* WRITTEN PROBLEM: Retype each of the records below line for line, without any change, but leave out the pictures.

Picture region annotation data
● ● ● ● ● ● ●

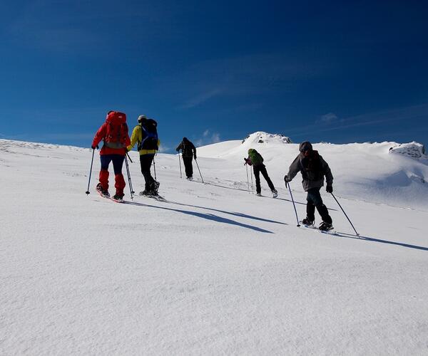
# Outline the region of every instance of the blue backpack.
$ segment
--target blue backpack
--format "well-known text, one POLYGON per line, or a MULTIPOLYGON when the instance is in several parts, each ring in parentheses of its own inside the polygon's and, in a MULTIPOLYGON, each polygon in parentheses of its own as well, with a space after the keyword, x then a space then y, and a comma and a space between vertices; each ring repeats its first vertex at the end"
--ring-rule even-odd
POLYGON ((141 150, 159 150, 158 147, 158 122, 148 119, 141 122, 143 140, 138 142, 138 151, 141 150))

● ● ● ● ● ● ●

* SOLUTION:
# Outline the region of every instance of the blue backpack.
$ segment
--target blue backpack
--format "well-known text, one POLYGON per line, or a MULTIPOLYGON when the instance is in several parts, each ring in parentheses of its own inside the polygon's and, in a MULTIPOLYGON, each polygon in parentheses of its own as well, with a space after the keyword, x then a space then y, and a comma and a space between vertices; each ring repeats its first vertex at the end"
--ring-rule even-odd
POLYGON ((141 150, 159 150, 158 147, 158 122, 148 119, 141 122, 143 140, 138 142, 138 151, 141 150))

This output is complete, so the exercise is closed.